begin

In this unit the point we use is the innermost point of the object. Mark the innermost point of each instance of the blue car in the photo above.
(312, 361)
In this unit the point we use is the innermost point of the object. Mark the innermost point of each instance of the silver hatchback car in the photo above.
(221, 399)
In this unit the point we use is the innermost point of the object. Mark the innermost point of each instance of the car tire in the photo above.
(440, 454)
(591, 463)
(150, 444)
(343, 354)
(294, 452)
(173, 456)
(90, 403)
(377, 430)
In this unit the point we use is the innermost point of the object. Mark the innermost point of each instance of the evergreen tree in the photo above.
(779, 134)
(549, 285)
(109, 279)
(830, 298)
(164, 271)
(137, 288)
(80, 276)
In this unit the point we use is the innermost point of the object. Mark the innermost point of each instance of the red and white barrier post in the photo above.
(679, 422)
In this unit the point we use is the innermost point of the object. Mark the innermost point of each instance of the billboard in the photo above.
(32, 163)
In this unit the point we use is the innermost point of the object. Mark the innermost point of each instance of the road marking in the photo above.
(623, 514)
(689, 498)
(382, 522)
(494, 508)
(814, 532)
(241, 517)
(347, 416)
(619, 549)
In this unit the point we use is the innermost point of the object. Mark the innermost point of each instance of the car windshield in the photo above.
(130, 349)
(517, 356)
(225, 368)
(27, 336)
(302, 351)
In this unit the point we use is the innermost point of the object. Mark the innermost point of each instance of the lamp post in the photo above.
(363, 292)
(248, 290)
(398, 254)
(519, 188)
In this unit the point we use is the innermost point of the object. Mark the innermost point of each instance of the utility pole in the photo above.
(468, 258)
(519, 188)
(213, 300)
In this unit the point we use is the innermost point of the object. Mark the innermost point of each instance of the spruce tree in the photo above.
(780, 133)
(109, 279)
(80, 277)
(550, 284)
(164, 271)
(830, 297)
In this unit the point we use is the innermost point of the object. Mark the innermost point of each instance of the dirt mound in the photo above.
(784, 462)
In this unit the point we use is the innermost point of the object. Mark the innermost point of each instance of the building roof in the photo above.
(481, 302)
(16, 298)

end

• [Exercise]
Reproduce all of the rows above, substituting "central" for every occurrence of "innermost" and leaving everything else unchanged.

• [Correct output]
In this unit the point we use is the central point of the object. Mark the central point of each instance of the blue car in the photo above.
(312, 361)
In this unit the point we use is the central point of the object. Mark the central point of each instance of the silver hatchback car in the photo above.
(221, 399)
In this unit the point we use is the central point of the object. Mark the central point of each instance of the car tire in the photo above.
(440, 454)
(591, 463)
(150, 444)
(343, 354)
(294, 452)
(173, 456)
(90, 403)
(377, 430)
In this unit the point we use is the central point of the object. Mark the central point of each instance of the evergreen tree in the photo above.
(779, 134)
(549, 285)
(109, 279)
(830, 298)
(164, 271)
(137, 288)
(80, 276)
In this unit the point we use is the central point of the object. Mark the central point of each instance of the red and white barrier post in the photo above.
(679, 422)
In this unit the point we use is the central point of the object. Mark the central point of each instance of the billboard in the photo above.
(32, 163)
In this unit the point we use is the central point of the object. Mark the central point of each instance of the road marking in the photo above.
(623, 514)
(689, 498)
(382, 522)
(494, 508)
(814, 532)
(241, 517)
(347, 416)
(619, 549)
In this unit the point we use is the central point of the object. Mark the central point of each instance of the car windshield in the photo above.
(130, 349)
(517, 356)
(225, 368)
(27, 336)
(302, 351)
In this unit the point we use is the central point of the object. Mark the central point of each instance of the lamp post in the photo above.
(363, 292)
(248, 290)
(398, 254)
(519, 188)
In this unit the point we use is the central point of the object. Mark the central point of each instance of the utility pole in the photo above.
(468, 258)
(519, 188)
(213, 300)
In this unit the point we use is the central point of the object. Mark the central point of each instance of the spruce tree in the photo above.
(780, 133)
(109, 279)
(80, 277)
(550, 284)
(164, 271)
(830, 297)
In this unit the point we use is the central point of the object. Mark the central point of each instance of the dirt mound in the photo above.
(784, 462)
In this unit the point we use is the central point of the object. Mark the central point of each instance of the building roof in the photo above.
(481, 302)
(16, 298)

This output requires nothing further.